+++ Document section +++

# Has anyone used Heavyweight Seeds gear?



## AmateurAspirations (May 14, 2012)

I have my very first shipment coming in this week! I ordered from HErbies and picked out something I'd never even looked at before. I guess that is what happens when you smoke some dank and make an order. 

 I ordered Budzilla:

 www.herbiespicknmixseeds.com/single-pick-n-mix-heavyweight-budziller-feminised-seeds-2553"]www.herbiespicknmixseeds.com/single-pick-n-mix-heavyweight-budziller-feminised-seeds-2553

 and Green Ninja:

www.herbiespicknmixseeds.com/single-pick-n-mix-heavyweight-green-ninja-feminised-seeds-2552"]www.herbiespicknmixseeds.com/single-pick-n-mix-heavyweight-green-ninja-feminised-seeds-2552

 To me, they both sound awesome. I'm figuring I saw the THC levels they are boasting and got got. But, maybe not lol. I looked for a way to contact the breeders themselves but they have no website yet. 
 I'm supposed to be receiving some Delicious freebies too. Also Big Bud #2. Anyone worked with Delicious at all? I think it's Cotton Candy and Fruity Chronic they are sending. 
 I'm looking forward to getting these underway though. Hopin some of you masters have dabbled in these lines and can throw me some tips.


----------



## AmateurAspirations (May 16, 2012)

no one eh? kind of a let down there...but I guess that makes me the first!
 I came home today and there they were, just chillin in my mailbox 
I am really exited. Finally going to grow something that isnt bag seed


----------



## hydromaniac1 (May 29, 2013)

Hey I know this thread is old but i can find anyone who has grown the heavy weight green ninja either and wanted to ask you how it was a far as quality, yield and what not. i have the seeds and growing them in a month. thanks!

+++

- Description of the task
Answer these about the forum thread on Heavyweight Seeds:
(a) What two strains did AmateurAspirations order?
(b) Which two strains does that poster think Delicious is sending as freebies?
(c) When does hydromaniac1 say the Green Ninja seeds will be grown?

+++ Data +++

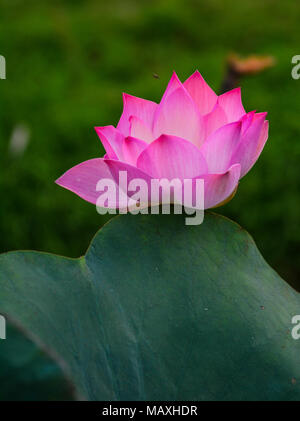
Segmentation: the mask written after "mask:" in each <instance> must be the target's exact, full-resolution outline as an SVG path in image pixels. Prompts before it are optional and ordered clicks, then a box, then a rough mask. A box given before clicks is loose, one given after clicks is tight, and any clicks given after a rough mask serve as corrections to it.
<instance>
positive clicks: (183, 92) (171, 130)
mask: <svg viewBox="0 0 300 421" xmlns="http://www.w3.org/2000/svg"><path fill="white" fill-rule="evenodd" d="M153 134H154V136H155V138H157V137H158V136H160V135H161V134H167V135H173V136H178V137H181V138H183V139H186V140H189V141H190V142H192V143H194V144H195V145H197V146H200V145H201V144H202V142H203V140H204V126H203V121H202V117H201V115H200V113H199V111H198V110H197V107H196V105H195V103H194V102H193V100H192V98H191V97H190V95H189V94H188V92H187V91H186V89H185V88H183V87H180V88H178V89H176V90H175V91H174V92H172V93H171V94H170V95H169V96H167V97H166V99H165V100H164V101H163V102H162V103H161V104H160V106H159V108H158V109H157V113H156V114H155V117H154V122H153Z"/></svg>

+++
+++ Data +++

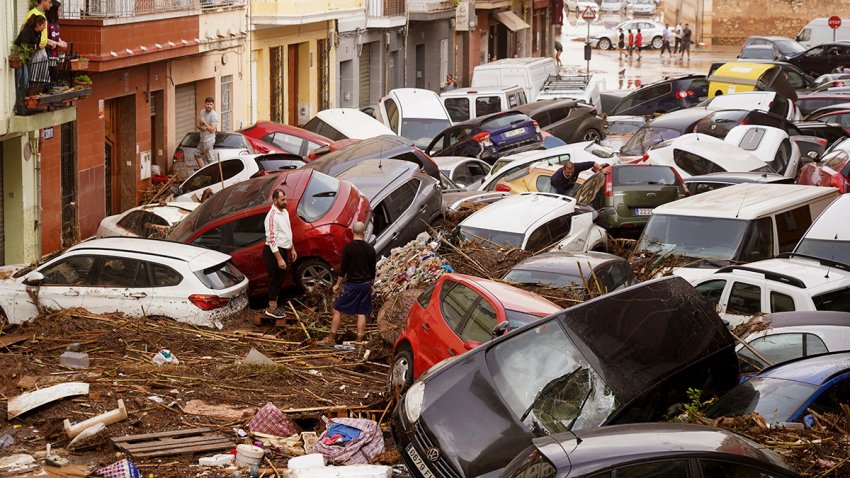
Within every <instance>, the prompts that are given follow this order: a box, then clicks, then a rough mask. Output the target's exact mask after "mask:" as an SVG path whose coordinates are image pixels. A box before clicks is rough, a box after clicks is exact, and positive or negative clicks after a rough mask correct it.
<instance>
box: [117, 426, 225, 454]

+++
+++ Data +++

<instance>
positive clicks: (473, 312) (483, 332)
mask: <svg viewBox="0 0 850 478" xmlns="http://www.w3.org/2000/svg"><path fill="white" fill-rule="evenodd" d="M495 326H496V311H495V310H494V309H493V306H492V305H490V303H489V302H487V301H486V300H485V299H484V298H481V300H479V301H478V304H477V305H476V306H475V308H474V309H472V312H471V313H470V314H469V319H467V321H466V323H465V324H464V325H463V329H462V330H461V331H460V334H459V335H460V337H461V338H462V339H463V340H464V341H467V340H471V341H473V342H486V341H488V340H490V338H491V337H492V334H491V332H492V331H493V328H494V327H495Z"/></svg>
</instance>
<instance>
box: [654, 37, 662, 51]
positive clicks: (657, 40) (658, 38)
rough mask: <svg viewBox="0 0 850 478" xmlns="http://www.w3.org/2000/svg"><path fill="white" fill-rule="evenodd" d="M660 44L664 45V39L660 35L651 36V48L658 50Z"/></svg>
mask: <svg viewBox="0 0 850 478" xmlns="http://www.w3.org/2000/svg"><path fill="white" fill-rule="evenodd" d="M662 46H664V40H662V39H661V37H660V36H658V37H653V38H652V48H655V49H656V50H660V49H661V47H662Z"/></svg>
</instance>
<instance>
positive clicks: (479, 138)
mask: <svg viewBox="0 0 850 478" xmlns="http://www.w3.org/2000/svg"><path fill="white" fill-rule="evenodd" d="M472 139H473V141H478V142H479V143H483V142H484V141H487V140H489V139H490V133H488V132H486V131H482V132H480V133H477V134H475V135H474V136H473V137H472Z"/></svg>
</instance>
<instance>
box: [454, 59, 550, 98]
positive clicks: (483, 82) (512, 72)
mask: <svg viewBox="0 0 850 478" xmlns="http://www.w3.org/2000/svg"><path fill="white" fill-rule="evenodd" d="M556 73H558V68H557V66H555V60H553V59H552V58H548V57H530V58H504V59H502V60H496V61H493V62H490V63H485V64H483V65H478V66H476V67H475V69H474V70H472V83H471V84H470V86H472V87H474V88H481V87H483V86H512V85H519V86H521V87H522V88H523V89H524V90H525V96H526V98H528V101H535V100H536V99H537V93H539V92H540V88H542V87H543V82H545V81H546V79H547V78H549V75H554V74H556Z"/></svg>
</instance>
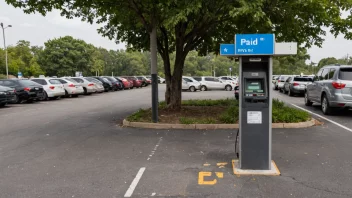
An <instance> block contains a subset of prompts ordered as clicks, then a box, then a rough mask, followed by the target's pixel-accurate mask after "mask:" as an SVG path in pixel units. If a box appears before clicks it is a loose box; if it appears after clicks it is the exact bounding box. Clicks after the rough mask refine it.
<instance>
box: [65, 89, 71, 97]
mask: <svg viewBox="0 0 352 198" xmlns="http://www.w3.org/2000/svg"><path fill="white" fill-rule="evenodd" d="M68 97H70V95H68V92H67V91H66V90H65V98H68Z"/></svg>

+++

- Expected answer
(a) Budzilla and Green Ninja.
(b) Cotton Candy and Fruity Chronic.
(c) In a month.